• **Problems**:
1. List every wall of the firebox named in the abstract of the wood stove text.
2. Translate this sentence from the wood stove text into Spanish: "Wood is a highly advantageous fuel in most areas where it is available and the supply is infinitely renewable."
3. Swap "cast iron" for "steel" in the wood stove text, and give the passage between "Concern over the" and "these safety requirements.", inclusive.

• **Quoted passage**:
>>>

Abstract:
A high efficiency, air-tight wood stove having a firebox with front, side, rear, top and bottom walls, primary air introducing means for admitting combustion air into the firebox, air flow means adjacent the bottom of the firebox for directing a flow of air upwardly across at least one firebox wall, at least one supplemental air inlet for diverting a portion of the air from the air flow means into the firebox, fan means for forcing air through the air flow means and through the supplemental air inlet, the size of the primary air introducing means being chosen to automatically restrict the combustion in the firebox if the fan means stops to maintain the temperature of the stove and surroundings at safe levels.

Description:
BACKGROUND OF THE INVENTION 
     This invention relates to wood stoves. More particularly, this invention relates to an air-tight wood stove with a forced air heat transfer system and means for automatically preventing overheating of the stove if the forced air system is not operative. 
     Petroleum products have constituted, either directly or indirectly, the principal home heating fuel for at least the last three decades. In recent years restrictions on the availability of petroleum and substantial price increases therefor have fostered a renewed interest in the use of wood stoves for home heating. Wood is a highly advantageous fuel in most areas where it is available and the supply is infinitely renewable. Moreover, in an efficient air-tight stove, the use of wood as a heating fuel is relatively economical. 
     In response to this interest, a number of air-tight wood stoves have come on the market. Typically, such stoves are designed with tightly sealed fireboxes so that substantially all combustion air for the fire must enter through designated air inlets. By proper adjustment of the air inlets, a controlled burning of the wood fuel in the firebox can be achieved, so that the fire may be maintained even overnight before additional fuel must be charged to the firebox. Large numbers of such stoves have been sold and installed. Unfortunately, in recent years there has been a high incidence of fires in homes equipped with wood stoves, and the general safety record of wood stoves has been poor. Individual owners of stoves often have been unaware of the possible hazards and many serious fires have resulted from the overheating of adjacent combustible walls, floors or furniture. Fires have also arisen from overheating of the stoves themselves which causes cracking and warping of the metal parts. 
     Concern over the safety of wood stoves has led to the development of safety standards. For example, local jurisdictions may require that a stove must meet Underwriters Laboratories or equivalent test standards which for a cast iron stove with structural walls 3/16&#34; thick require the maximum sustained stove wall temperature under test firing conditions not to exceed 900° F. Stove wall temperatures up to 1000° F. and flue gas temperatures up to 1400° F. may be permitted for periods of short duration. Such standards are not unduly restrictive, and it is regrettable that manufacturers have not been able to meet these safety requirements.

<<<

Dataset excerpts on object pointing

>>>

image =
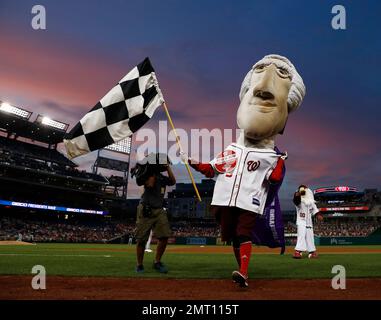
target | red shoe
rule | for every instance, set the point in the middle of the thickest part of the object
(297, 255)
(240, 279)
(313, 255)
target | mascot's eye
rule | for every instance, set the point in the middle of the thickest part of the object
(259, 68)
(283, 72)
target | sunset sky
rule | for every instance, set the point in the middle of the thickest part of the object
(201, 51)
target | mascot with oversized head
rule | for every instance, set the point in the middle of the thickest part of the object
(250, 171)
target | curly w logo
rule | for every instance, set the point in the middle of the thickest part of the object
(253, 165)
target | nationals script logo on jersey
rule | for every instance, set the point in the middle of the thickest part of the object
(253, 165)
(226, 161)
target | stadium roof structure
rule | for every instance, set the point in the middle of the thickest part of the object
(335, 191)
(22, 127)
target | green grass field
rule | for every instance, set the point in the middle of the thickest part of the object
(119, 261)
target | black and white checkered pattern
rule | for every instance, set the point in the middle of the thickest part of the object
(121, 112)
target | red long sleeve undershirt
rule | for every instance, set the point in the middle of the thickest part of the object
(207, 170)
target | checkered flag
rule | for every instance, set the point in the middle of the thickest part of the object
(120, 113)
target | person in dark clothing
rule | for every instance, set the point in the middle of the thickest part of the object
(151, 215)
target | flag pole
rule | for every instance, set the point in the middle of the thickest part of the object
(181, 150)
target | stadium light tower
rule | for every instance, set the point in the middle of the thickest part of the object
(52, 123)
(123, 146)
(8, 108)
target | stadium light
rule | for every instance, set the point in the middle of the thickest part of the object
(51, 123)
(123, 146)
(6, 107)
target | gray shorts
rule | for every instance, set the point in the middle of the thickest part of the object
(157, 221)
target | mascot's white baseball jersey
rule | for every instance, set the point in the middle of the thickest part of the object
(243, 177)
(305, 210)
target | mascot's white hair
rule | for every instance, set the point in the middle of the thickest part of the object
(308, 198)
(297, 90)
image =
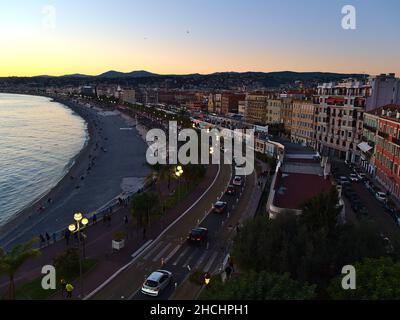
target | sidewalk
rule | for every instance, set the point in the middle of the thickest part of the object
(99, 244)
(246, 209)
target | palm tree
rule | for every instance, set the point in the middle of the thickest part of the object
(11, 261)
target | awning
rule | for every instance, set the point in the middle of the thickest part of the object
(364, 147)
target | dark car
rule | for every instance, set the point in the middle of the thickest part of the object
(198, 235)
(231, 190)
(220, 207)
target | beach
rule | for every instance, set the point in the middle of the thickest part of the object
(112, 164)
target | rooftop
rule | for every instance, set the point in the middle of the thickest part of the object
(293, 189)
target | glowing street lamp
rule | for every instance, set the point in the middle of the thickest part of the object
(80, 223)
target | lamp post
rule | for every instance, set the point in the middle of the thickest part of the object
(178, 174)
(75, 228)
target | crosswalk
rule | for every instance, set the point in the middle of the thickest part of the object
(184, 256)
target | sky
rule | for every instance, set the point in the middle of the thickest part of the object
(57, 37)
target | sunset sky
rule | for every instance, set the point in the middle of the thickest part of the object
(204, 36)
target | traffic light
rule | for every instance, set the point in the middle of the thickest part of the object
(207, 279)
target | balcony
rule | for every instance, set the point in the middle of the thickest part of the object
(383, 134)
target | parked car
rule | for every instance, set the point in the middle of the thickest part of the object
(198, 235)
(237, 181)
(381, 196)
(353, 177)
(231, 190)
(220, 207)
(156, 282)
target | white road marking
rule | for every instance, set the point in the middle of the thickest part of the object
(180, 256)
(210, 262)
(148, 255)
(160, 254)
(172, 253)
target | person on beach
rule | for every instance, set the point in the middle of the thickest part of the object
(94, 218)
(47, 238)
(42, 240)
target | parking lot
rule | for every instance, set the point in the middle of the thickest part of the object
(375, 210)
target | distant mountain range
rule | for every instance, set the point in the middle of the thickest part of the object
(287, 75)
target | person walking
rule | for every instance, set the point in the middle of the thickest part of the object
(63, 285)
(47, 238)
(94, 219)
(69, 288)
(42, 240)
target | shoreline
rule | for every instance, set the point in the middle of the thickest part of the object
(78, 165)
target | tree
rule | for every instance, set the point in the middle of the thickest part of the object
(144, 205)
(259, 286)
(11, 261)
(376, 279)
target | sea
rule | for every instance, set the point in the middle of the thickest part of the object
(39, 140)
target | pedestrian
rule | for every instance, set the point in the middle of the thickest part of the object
(63, 285)
(94, 218)
(69, 288)
(144, 233)
(42, 240)
(47, 238)
(67, 236)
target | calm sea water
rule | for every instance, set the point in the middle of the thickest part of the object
(38, 142)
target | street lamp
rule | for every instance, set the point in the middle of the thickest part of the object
(178, 174)
(75, 228)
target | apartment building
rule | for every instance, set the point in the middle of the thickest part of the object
(128, 96)
(302, 128)
(256, 108)
(385, 90)
(273, 115)
(339, 109)
(287, 113)
(387, 149)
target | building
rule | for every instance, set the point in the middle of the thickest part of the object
(385, 90)
(302, 128)
(256, 107)
(367, 147)
(273, 115)
(128, 96)
(339, 109)
(386, 157)
(287, 113)
(242, 107)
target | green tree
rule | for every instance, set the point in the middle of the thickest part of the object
(376, 279)
(11, 261)
(259, 286)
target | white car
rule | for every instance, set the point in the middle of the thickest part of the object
(157, 282)
(381, 196)
(237, 181)
(353, 177)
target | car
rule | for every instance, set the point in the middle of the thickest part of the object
(361, 176)
(198, 235)
(231, 190)
(237, 181)
(220, 207)
(380, 196)
(353, 177)
(156, 283)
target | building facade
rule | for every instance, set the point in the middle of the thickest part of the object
(302, 129)
(339, 109)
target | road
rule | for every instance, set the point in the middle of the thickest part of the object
(172, 248)
(376, 211)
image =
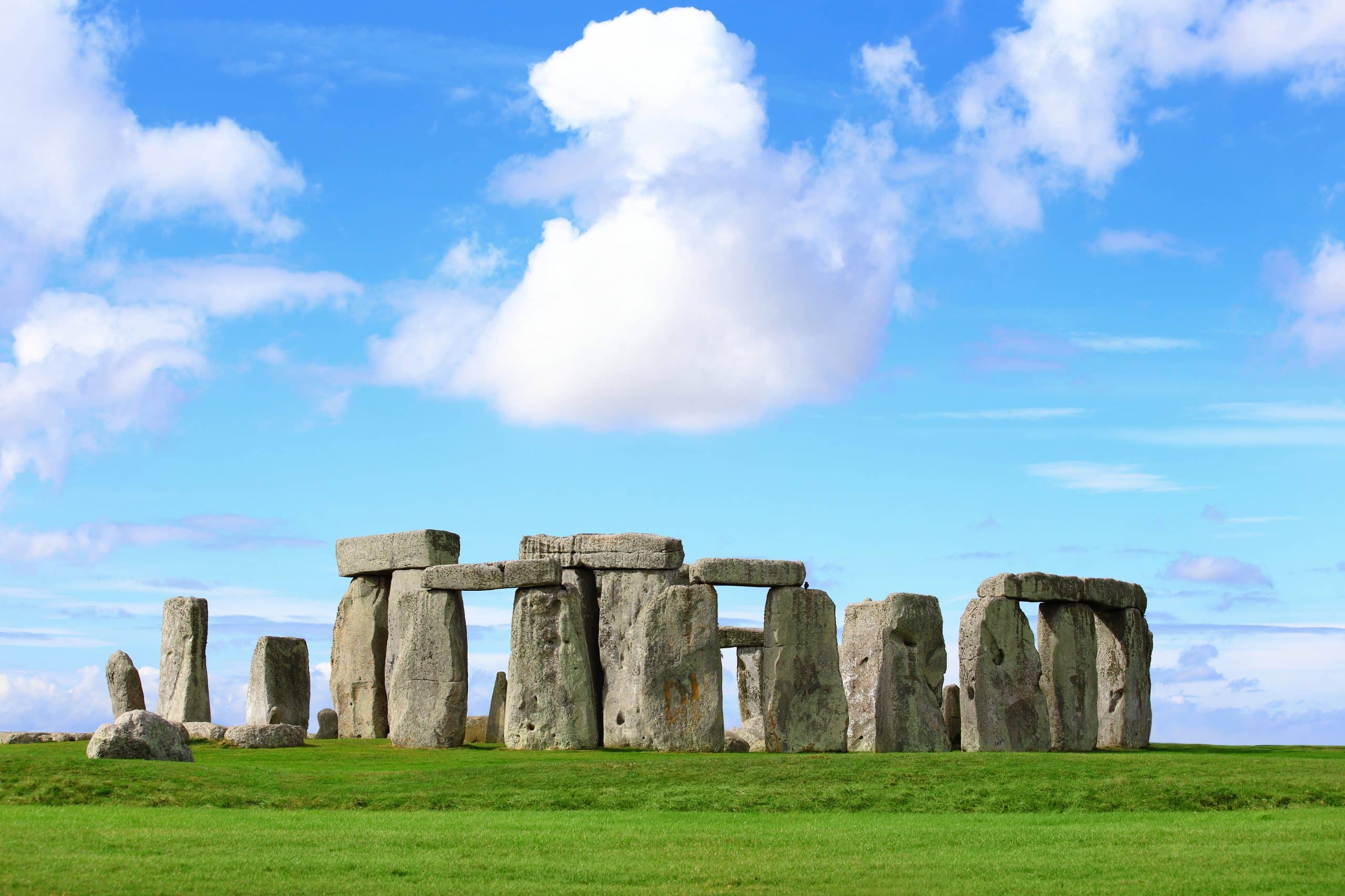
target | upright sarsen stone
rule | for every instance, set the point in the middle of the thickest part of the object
(183, 688)
(1067, 642)
(1125, 650)
(803, 703)
(1002, 705)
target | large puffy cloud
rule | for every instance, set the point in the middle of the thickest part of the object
(704, 279)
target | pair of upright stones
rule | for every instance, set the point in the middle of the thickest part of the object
(1084, 685)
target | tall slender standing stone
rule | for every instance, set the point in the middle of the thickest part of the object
(892, 664)
(183, 688)
(359, 653)
(124, 685)
(1067, 642)
(803, 701)
(1125, 650)
(1002, 705)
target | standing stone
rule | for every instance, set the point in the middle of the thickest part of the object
(1067, 642)
(1125, 650)
(359, 653)
(892, 664)
(802, 696)
(183, 688)
(1002, 705)
(495, 719)
(124, 685)
(551, 700)
(427, 680)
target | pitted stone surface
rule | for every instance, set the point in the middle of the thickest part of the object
(892, 664)
(551, 699)
(802, 697)
(1002, 705)
(1125, 650)
(183, 686)
(413, 549)
(623, 550)
(359, 655)
(1067, 642)
(124, 685)
(760, 574)
(279, 680)
(506, 574)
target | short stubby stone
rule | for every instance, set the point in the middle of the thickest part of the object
(183, 686)
(803, 701)
(757, 574)
(622, 550)
(140, 735)
(124, 684)
(892, 665)
(1125, 650)
(506, 574)
(415, 549)
(264, 736)
(1002, 705)
(359, 653)
(551, 697)
(279, 679)
(1067, 642)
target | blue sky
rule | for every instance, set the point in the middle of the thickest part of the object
(914, 293)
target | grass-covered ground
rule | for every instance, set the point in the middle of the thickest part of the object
(1173, 818)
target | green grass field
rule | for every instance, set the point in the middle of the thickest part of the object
(370, 818)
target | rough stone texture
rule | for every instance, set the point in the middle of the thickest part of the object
(140, 735)
(1067, 642)
(623, 550)
(1125, 650)
(264, 736)
(1002, 705)
(124, 685)
(279, 680)
(183, 688)
(359, 653)
(760, 574)
(551, 699)
(506, 574)
(953, 716)
(427, 682)
(892, 664)
(205, 731)
(802, 697)
(413, 549)
(495, 719)
(740, 637)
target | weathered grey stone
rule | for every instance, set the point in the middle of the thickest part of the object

<<<

• **The results**:
1. front, side, rear, top, bottom

2. La madera es un combustible muy ventajoso en la mayoría de las zonas donde está disponible, y su suministro es infinitamente renovable.

3.
Concern over the safety of wood stoves has led to the development of safety standards. For example, local jurisdictions may require that a stove must meet Underwriters Laboratories or equivalent test standards which for a steel stove with structural walls 3/16&#34; thick require the maximum sustained stove wall temperature under test firing conditions not to exceed 900° F. Stove wall temperatures up to 1000° F. and flue gas temperatures up to 1400° F. may be permitted for periods of short duration. Such standards are not unduly restrictive, and it is regrettable that manufacturers have not been able to meet these safety requirements.